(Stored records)
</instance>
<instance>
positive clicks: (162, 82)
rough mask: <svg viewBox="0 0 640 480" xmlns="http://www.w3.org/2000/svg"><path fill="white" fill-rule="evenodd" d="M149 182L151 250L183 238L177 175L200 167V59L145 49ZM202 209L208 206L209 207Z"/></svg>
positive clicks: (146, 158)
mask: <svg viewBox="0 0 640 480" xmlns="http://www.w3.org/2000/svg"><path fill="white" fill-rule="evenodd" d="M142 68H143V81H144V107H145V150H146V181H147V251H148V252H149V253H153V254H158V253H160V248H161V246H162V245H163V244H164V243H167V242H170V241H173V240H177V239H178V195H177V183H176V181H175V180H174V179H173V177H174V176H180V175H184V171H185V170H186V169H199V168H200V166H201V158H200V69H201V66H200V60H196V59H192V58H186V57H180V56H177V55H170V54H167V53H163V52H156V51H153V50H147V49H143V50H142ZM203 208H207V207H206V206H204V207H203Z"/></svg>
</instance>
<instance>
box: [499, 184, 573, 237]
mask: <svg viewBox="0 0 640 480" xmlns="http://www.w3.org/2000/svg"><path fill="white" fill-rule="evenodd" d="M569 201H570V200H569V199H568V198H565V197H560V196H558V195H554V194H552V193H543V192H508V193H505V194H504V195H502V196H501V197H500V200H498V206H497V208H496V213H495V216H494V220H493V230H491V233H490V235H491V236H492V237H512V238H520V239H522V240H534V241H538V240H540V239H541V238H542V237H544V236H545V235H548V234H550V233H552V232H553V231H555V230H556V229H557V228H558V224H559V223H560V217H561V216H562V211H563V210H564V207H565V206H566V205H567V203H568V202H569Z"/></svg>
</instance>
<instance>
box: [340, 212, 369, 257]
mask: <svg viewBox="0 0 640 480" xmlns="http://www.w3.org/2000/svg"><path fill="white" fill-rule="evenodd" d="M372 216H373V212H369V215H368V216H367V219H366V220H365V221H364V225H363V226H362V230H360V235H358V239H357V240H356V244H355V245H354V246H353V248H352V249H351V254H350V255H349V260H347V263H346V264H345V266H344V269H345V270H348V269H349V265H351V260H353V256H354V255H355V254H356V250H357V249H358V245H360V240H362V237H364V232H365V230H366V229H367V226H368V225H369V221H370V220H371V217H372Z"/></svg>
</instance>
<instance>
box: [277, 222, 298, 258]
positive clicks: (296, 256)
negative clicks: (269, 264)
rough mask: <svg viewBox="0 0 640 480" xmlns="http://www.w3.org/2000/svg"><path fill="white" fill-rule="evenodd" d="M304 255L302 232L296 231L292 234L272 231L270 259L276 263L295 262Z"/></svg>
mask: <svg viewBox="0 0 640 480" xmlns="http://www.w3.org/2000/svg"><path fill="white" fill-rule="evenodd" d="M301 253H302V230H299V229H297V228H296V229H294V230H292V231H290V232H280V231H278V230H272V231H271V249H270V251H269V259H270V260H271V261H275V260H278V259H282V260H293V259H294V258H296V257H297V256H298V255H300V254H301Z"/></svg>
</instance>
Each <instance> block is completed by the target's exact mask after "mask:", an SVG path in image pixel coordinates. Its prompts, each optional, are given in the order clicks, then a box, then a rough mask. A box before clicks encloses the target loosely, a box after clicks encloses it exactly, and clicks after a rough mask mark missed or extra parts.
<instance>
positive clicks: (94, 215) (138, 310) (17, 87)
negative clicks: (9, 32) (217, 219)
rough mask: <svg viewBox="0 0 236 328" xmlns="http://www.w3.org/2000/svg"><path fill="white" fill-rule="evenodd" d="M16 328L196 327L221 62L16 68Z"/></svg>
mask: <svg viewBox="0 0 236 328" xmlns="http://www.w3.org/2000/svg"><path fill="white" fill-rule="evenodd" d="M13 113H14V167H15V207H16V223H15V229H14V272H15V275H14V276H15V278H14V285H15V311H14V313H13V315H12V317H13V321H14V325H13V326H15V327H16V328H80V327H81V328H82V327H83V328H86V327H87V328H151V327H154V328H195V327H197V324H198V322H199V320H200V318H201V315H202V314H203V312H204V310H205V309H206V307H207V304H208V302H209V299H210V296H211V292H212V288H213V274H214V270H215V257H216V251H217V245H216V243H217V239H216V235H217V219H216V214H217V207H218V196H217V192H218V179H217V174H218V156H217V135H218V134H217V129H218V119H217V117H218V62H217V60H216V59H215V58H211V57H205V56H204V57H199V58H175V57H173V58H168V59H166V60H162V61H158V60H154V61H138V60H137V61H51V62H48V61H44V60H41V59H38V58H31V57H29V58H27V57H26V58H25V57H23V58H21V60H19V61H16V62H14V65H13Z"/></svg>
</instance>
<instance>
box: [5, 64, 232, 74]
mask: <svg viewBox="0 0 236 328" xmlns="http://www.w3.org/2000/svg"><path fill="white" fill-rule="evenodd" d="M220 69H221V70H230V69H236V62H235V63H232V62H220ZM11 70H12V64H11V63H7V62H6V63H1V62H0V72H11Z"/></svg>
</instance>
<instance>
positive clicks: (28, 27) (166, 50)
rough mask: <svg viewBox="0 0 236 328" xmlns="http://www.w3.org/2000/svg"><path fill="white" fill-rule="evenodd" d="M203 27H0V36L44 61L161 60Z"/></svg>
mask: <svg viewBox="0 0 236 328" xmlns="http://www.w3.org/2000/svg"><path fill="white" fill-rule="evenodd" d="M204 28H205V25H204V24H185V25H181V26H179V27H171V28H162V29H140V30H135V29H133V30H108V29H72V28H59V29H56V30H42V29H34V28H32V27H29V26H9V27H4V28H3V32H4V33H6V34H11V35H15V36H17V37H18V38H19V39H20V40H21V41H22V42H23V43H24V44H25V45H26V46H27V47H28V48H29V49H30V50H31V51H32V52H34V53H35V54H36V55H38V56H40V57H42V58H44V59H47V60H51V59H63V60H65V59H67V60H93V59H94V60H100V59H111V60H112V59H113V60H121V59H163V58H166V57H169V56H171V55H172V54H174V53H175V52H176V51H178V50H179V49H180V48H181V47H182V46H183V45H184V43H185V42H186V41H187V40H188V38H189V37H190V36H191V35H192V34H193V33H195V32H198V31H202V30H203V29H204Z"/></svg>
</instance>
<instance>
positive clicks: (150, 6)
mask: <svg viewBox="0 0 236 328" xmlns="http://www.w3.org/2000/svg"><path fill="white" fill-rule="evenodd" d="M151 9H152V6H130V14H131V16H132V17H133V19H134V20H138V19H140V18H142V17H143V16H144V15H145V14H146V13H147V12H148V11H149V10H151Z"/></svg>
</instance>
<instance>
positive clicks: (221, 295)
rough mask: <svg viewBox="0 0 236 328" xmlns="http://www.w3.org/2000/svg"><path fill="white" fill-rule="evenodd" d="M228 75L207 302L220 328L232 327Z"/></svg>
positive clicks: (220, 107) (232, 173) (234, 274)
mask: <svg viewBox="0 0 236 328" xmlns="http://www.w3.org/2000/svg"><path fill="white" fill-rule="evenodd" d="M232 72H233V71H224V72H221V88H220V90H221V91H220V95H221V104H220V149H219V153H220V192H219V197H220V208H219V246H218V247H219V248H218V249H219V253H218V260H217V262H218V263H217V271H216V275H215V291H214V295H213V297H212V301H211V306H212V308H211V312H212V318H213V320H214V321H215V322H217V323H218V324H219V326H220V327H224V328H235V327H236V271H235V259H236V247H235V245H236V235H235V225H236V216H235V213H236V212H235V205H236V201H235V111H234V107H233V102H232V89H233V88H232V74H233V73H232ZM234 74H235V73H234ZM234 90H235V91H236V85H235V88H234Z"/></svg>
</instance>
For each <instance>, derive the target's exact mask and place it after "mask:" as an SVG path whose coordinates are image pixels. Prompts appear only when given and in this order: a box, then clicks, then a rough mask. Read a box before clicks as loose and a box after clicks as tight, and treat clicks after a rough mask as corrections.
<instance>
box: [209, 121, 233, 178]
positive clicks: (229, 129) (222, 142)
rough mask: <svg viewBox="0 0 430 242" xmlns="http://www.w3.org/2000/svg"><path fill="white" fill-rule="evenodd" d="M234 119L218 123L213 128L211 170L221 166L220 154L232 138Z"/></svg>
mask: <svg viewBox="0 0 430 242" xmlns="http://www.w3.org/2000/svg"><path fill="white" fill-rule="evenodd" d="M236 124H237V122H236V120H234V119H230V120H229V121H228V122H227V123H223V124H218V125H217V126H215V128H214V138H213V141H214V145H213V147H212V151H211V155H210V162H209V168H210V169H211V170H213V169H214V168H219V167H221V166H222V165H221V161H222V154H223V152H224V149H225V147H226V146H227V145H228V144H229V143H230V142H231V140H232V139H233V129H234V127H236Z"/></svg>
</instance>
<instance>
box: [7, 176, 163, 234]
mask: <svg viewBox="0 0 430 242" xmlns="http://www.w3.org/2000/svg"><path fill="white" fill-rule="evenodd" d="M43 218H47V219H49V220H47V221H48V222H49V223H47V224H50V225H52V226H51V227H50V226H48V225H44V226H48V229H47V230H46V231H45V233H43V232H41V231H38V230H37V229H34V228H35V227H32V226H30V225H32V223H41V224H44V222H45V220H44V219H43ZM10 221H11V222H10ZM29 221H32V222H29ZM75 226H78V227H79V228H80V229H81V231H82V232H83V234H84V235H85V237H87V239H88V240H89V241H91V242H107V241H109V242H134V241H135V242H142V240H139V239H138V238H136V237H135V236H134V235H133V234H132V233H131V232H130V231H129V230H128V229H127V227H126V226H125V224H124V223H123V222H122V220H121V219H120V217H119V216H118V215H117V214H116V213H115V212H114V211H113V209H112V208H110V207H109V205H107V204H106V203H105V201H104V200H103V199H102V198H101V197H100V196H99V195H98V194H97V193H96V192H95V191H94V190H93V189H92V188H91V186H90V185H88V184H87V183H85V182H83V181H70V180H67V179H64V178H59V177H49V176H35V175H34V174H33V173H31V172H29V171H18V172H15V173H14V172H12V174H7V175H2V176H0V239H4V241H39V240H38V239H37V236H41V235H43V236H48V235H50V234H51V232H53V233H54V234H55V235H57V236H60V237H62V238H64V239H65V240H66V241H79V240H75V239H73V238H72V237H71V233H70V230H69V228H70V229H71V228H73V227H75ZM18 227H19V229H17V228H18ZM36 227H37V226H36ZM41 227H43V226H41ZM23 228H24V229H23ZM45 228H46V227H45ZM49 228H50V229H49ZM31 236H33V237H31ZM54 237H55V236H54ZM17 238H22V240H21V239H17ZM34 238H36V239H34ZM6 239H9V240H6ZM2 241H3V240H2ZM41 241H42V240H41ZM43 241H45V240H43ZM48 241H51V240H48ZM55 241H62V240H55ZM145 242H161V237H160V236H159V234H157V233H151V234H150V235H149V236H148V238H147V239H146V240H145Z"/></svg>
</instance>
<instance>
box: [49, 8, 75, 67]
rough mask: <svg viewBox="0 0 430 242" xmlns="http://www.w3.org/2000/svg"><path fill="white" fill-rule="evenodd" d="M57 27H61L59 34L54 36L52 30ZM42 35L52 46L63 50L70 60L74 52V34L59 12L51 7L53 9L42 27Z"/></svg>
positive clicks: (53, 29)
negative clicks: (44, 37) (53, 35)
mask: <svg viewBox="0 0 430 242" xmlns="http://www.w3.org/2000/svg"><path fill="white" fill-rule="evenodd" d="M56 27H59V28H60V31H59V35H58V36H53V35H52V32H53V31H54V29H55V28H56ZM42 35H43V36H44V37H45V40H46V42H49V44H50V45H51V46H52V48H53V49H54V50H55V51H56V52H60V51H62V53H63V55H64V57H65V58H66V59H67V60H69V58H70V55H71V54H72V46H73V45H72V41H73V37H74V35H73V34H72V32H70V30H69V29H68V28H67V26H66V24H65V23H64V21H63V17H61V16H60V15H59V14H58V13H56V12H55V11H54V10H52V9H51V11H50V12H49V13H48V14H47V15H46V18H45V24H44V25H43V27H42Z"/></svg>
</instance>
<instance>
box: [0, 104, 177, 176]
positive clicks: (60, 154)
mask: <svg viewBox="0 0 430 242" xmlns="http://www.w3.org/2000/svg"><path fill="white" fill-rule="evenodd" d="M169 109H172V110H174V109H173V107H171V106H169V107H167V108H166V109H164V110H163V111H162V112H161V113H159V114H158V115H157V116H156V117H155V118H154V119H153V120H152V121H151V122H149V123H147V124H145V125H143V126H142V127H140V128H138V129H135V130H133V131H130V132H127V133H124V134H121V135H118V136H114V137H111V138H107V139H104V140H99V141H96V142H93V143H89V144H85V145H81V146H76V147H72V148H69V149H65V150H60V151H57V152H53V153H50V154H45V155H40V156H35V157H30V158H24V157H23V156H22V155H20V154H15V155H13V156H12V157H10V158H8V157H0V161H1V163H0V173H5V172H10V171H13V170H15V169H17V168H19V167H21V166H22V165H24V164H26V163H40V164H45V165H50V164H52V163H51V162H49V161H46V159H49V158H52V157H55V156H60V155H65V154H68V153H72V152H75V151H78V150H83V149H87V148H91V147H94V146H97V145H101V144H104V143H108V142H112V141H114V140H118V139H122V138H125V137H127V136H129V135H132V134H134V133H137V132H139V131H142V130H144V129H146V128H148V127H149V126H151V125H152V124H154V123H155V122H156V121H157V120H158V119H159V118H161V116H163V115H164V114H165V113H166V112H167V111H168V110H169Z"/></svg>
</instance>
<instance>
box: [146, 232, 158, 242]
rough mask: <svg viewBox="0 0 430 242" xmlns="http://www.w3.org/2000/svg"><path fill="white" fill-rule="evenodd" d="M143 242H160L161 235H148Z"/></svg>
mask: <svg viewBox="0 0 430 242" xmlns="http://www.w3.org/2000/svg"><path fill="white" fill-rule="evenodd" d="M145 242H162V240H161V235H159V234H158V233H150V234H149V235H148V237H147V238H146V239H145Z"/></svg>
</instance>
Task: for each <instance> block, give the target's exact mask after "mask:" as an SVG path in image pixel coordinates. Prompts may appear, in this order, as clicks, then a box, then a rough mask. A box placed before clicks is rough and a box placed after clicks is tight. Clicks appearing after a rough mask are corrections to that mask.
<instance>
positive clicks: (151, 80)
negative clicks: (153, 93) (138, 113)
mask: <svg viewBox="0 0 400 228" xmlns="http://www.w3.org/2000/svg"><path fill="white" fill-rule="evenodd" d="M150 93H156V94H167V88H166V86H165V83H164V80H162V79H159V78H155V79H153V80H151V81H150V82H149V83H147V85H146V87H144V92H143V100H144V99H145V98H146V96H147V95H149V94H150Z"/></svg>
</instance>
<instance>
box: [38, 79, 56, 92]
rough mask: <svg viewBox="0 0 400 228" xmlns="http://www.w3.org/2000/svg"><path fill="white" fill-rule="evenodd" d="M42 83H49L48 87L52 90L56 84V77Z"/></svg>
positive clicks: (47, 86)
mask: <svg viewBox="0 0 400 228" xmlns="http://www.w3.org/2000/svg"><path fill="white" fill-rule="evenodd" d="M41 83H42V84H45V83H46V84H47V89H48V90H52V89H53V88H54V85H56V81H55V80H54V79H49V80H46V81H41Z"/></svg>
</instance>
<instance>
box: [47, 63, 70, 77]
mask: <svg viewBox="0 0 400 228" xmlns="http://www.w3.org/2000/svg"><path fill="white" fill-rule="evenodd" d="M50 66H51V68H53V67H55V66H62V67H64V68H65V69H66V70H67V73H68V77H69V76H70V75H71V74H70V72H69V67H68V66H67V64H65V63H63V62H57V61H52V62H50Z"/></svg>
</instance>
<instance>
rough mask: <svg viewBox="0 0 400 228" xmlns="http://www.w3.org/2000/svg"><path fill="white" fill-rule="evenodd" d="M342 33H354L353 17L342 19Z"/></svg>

**WHAT TO WORK ON:** Write down, word for word, the lines above from the one containing "For each <instance>, derive" through the one containing "positive clicks: (229, 129) (222, 142)", both ends included.

**FINISHED EXERCISE:**
For each <instance>, derive the target's exact mask and place it after "mask:" as an SVG path whose coordinates are image pixels. Prompts appear only when given and in this order: a box, then clicks, then a rough mask. Read a box before clicks as loose and a box after clicks as tight, and treat clicks after a rough mask as corrections.
<instance>
box: [209, 121, 233, 178]
positive clicks: (229, 129) (222, 142)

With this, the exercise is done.